Old Mutual Insure has your back

If alarms are maintained in proper working order Old Mutual considers the insured to have discharged their liability even in instances where damage or loss arises from alarm failure.

If the alarm is in good working order, is armed when a premise is left unattended, and none of the alarms’ passive infrared motion detectors are bypassed, Old Mutual Insure will payout in the event of loss even if the alarm failed due to load shedding. That said, “the insured still has an obligation to maintain the alarm in working order, including testing the battery on a regular basis,” adds Colman.

While the same holds true from a commercial and agricultural policyholders’ perspective, the performance of cover requires a burglar alarm to be fully operative, “whenever premises are not open for business – unless a principal, partner, director or employee of the insured is on the premises,” says Colman.

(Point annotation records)
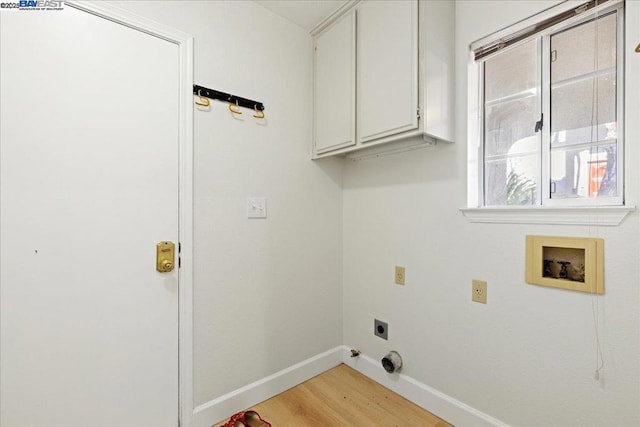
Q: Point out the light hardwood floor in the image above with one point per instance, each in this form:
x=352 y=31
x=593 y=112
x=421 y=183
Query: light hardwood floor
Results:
x=343 y=397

PROBLEM STATEMENT
Reproduce the passage on insurance cover for alarms word for word, starting with "If alarms are" and going on through "from alarm failure.".

THE RESULT
If alarms are maintained in proper working order Old Mutual considers the insured to have discharged their liability even in instances where damage or loss arises from alarm failure.